◆ Excerpt:
'''
How good is on-line zetapotential measurement in water treatment?
Use at Aurora Water demonstrates feasibility, reduces chemical coagulant usage about 17 percent
The benefits of using zeta potential measurement to determine water-treatment plant-control strategies are extensively documented. Zeta potential is a measure of the charge on particles in a system and is known to correlate with coagulation performance. It’s already used for quality control and to optimize chemical flocculent addition.
Even more intriguing, however, is the idea of using zeta-potential as part of “on-line” continuous process monitoring and eventually, automated process control.
Zeta-potential monitoring benefits are illustrated by the experiences of Aurora Water, water-treatment utility for Aurora, Colorado. One Aurora Water facility uses zeta potential as both an off- and on-line tool. Results show how on-line technology can reduce chemical usage costs and simplify process operation.
Aurora Water provides water for about 340,000 people and has three water purification facilities in the metro Denver- Aurora area.
'''
◆ Tasks to perform:
- 1) Please copy the zeta-potential article starting at "Use at Aurora" and ending at "chemical flocculent addition.", renaming "quality control" as "quality assurance".
- 2) According to the zeta-potential article, about how many people does Aurora Water provide water for?
- 3) Render this sentence from the zeta-potential article in Spanish: "Zeta potential is a measure of the charge on particles in a system and is known to correlate with coagulation performance."

Saved data entries
'''
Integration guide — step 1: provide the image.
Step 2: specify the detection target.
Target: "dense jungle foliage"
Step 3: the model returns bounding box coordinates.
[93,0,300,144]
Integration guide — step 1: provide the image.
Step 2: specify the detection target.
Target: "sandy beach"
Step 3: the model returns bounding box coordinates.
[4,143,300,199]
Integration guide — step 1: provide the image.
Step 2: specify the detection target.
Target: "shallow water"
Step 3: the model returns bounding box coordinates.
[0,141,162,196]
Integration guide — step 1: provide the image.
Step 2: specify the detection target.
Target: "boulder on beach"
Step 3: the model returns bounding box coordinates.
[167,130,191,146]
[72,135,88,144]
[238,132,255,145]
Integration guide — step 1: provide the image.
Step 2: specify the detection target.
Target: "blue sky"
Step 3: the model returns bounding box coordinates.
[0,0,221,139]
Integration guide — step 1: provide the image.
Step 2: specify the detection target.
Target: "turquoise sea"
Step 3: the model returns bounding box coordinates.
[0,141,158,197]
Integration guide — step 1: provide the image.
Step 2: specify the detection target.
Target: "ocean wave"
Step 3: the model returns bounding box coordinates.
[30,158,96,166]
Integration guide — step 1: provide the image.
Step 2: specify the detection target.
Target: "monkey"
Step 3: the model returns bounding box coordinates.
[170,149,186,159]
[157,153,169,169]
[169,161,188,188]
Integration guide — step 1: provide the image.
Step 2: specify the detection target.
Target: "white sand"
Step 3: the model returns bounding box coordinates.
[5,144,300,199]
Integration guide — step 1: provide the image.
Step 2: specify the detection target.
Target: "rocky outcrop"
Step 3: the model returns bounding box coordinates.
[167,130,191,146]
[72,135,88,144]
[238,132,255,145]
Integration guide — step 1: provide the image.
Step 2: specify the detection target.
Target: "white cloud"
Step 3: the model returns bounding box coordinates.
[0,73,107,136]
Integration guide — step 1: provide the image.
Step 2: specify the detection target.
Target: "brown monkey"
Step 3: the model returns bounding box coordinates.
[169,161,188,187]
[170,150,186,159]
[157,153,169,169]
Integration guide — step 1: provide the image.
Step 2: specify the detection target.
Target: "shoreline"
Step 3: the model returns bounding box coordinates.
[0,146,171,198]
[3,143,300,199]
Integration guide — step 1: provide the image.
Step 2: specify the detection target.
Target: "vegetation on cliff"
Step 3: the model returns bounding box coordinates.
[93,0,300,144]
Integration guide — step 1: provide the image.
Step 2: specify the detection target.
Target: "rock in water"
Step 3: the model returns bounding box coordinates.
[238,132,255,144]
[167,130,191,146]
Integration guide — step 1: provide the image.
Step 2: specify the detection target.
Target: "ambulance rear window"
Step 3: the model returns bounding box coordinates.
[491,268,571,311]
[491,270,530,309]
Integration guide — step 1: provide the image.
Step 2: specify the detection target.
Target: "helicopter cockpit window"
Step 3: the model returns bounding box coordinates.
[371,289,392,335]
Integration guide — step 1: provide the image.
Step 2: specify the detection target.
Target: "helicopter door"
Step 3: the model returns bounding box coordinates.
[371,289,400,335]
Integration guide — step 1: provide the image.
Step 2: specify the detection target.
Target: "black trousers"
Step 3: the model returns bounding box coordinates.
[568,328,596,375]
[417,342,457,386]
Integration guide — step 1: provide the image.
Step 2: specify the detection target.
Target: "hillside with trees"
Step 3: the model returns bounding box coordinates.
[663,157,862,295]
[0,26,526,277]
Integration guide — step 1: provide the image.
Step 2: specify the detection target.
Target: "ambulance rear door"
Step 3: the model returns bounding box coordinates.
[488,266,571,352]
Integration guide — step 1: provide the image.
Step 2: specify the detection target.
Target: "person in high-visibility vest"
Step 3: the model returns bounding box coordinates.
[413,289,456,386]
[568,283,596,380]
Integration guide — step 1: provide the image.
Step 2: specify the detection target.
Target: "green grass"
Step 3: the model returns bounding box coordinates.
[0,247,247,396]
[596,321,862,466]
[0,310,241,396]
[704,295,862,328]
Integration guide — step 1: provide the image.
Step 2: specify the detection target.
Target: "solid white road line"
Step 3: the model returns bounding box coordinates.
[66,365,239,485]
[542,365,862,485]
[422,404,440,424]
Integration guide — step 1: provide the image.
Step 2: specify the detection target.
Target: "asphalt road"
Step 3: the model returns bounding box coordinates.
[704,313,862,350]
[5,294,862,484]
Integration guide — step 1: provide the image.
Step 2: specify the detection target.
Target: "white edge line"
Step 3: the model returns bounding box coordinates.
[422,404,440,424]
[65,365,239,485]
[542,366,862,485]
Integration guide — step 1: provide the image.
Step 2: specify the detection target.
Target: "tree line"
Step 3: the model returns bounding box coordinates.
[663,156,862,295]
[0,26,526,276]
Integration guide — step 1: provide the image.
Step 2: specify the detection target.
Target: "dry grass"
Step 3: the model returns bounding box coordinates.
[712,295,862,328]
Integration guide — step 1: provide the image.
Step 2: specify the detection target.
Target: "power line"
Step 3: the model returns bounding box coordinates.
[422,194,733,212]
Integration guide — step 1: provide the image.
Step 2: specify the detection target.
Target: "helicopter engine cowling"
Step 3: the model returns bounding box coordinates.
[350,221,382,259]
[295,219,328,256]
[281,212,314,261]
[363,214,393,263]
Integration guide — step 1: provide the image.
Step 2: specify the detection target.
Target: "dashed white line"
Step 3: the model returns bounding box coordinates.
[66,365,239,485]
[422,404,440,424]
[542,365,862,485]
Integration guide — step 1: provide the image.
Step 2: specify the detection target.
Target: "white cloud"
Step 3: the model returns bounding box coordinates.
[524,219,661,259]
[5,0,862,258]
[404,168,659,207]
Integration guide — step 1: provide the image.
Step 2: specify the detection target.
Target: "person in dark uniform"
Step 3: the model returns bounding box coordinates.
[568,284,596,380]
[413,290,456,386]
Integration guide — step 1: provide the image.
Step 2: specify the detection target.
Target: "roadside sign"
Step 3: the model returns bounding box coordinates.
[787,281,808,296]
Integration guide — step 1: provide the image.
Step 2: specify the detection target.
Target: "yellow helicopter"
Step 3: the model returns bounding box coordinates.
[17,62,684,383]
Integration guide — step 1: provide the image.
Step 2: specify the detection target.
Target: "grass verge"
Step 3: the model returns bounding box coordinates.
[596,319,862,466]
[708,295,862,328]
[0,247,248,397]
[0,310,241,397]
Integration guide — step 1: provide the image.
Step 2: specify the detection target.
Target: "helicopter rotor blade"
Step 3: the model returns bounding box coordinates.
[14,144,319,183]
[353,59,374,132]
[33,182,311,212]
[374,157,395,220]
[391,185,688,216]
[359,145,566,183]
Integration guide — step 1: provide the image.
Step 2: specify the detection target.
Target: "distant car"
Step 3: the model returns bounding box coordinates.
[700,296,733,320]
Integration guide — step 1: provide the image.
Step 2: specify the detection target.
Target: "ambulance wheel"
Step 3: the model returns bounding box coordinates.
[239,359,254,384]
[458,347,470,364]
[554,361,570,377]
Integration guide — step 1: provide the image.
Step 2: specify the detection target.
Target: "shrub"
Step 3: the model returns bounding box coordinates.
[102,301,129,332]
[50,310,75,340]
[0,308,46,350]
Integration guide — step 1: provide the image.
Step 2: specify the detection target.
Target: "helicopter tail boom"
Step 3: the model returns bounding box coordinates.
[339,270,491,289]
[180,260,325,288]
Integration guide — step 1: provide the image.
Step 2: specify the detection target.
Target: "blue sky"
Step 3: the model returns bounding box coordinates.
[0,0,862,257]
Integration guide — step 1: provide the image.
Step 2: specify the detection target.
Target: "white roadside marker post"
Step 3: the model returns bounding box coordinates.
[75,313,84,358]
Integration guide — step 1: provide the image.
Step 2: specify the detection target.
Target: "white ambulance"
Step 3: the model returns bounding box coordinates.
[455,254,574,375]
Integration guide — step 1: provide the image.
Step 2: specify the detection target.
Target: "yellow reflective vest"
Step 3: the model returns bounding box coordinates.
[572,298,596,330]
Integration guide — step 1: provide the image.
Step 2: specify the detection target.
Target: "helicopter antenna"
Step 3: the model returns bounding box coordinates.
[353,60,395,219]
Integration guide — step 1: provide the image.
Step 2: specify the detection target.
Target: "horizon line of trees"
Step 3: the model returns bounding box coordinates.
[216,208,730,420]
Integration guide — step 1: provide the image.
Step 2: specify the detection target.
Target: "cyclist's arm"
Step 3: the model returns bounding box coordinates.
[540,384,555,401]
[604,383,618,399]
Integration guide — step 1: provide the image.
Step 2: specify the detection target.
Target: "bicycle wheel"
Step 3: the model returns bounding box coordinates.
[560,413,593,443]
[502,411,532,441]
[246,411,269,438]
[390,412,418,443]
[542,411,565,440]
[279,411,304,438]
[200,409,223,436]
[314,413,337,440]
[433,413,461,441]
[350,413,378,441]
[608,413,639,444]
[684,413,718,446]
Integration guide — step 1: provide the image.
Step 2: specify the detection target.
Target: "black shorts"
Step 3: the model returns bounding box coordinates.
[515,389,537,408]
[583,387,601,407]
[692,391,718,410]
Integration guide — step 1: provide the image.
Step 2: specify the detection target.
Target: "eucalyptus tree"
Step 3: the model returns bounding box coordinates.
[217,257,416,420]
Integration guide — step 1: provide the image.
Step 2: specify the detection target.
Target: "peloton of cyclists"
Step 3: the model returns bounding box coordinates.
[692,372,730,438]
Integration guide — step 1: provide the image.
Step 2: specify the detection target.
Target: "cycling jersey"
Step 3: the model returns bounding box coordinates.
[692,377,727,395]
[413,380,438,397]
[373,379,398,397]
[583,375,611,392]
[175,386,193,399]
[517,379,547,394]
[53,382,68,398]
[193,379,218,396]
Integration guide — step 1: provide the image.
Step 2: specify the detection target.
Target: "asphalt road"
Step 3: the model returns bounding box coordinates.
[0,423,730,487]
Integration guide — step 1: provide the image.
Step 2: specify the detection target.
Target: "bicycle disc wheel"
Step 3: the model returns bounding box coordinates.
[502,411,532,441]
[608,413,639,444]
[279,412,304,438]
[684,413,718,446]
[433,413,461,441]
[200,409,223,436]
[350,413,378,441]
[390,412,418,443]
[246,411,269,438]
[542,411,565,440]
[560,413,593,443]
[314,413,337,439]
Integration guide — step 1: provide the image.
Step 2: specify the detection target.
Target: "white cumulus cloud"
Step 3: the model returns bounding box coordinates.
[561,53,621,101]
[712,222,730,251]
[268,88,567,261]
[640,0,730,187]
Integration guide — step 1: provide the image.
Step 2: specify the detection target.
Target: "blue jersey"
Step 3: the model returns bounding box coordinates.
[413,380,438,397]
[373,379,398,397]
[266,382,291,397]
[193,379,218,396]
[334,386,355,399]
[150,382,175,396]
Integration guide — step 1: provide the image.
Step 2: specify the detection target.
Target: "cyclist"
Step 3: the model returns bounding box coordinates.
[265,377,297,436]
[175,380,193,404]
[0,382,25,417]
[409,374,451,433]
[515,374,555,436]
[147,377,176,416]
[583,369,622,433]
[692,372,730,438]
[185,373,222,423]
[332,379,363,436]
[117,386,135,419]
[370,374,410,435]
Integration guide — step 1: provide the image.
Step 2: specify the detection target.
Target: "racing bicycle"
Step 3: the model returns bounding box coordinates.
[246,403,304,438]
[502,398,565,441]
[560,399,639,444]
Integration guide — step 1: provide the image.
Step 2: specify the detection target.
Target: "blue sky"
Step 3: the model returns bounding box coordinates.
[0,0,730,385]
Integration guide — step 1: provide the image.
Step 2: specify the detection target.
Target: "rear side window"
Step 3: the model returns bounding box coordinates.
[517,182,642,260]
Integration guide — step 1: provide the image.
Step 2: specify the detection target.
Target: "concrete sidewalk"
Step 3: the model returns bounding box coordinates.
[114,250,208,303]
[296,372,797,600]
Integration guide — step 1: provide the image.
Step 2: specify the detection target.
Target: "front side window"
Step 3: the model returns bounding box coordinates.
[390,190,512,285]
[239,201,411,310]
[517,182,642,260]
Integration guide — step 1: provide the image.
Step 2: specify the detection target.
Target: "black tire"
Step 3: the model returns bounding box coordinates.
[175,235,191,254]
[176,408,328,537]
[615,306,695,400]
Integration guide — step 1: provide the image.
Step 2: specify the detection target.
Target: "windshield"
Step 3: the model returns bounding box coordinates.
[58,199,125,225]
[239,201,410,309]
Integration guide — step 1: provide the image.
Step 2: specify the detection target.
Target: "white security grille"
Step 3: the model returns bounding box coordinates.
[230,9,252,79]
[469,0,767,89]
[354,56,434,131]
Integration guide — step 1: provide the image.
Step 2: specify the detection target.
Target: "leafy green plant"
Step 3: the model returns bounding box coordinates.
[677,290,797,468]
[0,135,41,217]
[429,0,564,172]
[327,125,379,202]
'''
◆ Solutions to the exercise:
- 1)
Use at Aurora Water demonstrates feasibility, reduces chemical coagulant usage about 17 percent
The benefits of using zeta potential measurement to determine water-treatment plant-control strategies are extensively documented. Zeta potential is a measure of the charge on particles in a system and is known to correlate with coagulation performance. It’s already used for quality assurance and to optimize chemical flocculent addition.

- 2) About 340,000 people.

- 3) El potencial zeta es una medida de la carga de las partículas en un sistema y se sabe que se correlaciona con el rendimiento de la coagulación.